** What is needed **
Transcribe the records below line by line, exactly as they read.

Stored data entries
*-*-*
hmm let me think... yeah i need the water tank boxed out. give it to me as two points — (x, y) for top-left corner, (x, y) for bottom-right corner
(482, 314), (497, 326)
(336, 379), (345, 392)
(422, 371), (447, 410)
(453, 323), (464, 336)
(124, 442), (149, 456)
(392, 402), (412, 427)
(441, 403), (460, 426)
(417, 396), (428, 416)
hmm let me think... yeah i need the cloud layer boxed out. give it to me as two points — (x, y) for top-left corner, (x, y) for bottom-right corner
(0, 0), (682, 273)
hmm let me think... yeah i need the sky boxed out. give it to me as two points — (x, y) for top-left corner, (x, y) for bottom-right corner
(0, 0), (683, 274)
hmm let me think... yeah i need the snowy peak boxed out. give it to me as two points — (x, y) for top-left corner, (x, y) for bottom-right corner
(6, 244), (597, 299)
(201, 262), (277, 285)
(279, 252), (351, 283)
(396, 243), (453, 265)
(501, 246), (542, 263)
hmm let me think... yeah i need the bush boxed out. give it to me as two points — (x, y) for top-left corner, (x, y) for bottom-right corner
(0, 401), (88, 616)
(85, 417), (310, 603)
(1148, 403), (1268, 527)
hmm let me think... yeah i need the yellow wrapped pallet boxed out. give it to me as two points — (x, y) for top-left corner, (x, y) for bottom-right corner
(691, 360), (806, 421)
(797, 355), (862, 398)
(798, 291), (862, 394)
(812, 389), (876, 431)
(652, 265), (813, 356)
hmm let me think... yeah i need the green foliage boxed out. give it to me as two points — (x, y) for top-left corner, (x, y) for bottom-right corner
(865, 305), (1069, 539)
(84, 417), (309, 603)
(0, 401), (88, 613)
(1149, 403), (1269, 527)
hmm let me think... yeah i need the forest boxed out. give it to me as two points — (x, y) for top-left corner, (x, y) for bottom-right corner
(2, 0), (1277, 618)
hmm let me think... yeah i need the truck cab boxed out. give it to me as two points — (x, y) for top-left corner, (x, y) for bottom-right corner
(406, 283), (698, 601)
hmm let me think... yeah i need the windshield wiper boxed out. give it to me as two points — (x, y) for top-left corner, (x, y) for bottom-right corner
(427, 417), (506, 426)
*-*-*
** Your solution **
hmm let me think... yeah i need the water tank boxed out. give it to me as two points — (x, y) for top-left corner, (x, y) for bottom-right corner
(482, 314), (497, 326)
(336, 379), (345, 392)
(422, 371), (447, 410)
(453, 323), (464, 336)
(124, 442), (149, 456)
(392, 402), (412, 427)
(441, 403), (460, 426)
(417, 396), (428, 416)
hmm let me think... yeah i need the cloud layer boxed out. give it to me as two points — (x, y) for top-left corner, (x, y) for bottom-right corner
(0, 0), (682, 273)
hmm let me think... yeah i need the sky boxed out. give it to me as two points — (x, y) for top-left corner, (x, y) for bottom-right corner
(0, 0), (683, 274)
hmm let me think... yeah i need the snowy peak boxed out. give it to me as two points — (x, y) for top-left corner, (x, y) for bottom-right corner
(6, 244), (597, 299)
(201, 262), (277, 285)
(279, 252), (351, 283)
(396, 243), (453, 265)
(501, 246), (542, 263)
hmm let me think... yeah i need the bush boxed out. give it to me as two points — (x, y) for top-left corner, (x, y) for bottom-right corner
(0, 401), (88, 616)
(85, 417), (310, 603)
(1148, 403), (1268, 527)
hmm let me think... yeah i need the yellow wrapped pallet boxed out. give it to me as two points — (x, y) for top-left corner, (x, y) for bottom-right corner
(691, 360), (806, 421)
(797, 355), (862, 398)
(798, 291), (862, 394)
(812, 389), (876, 431)
(652, 265), (813, 356)
hmm let me think... yeah i need the green foliage boxed out. give it to me as two points — (x, y) for top-left corner, (x, y) for bottom-right corner
(865, 305), (1069, 539)
(84, 417), (309, 603)
(0, 401), (88, 613)
(1149, 403), (1269, 527)
hmm let me think... yeah i need the forest boxed out. give it to me as two points — (x, y) for top-left corner, (x, y) for bottom-right corner
(2, 0), (1277, 618)
hmm let me think... yeah i need the truck cab boxed out. give it to me as two points — (x, y) for top-left corner, (x, y) for bottom-right corner
(406, 283), (698, 601)
hmm let me think... yeah i need the windshield wiper boxed out. give it to me as two points — (x, y) for top-left corner, (x, y) for bottom-right corner
(427, 417), (506, 426)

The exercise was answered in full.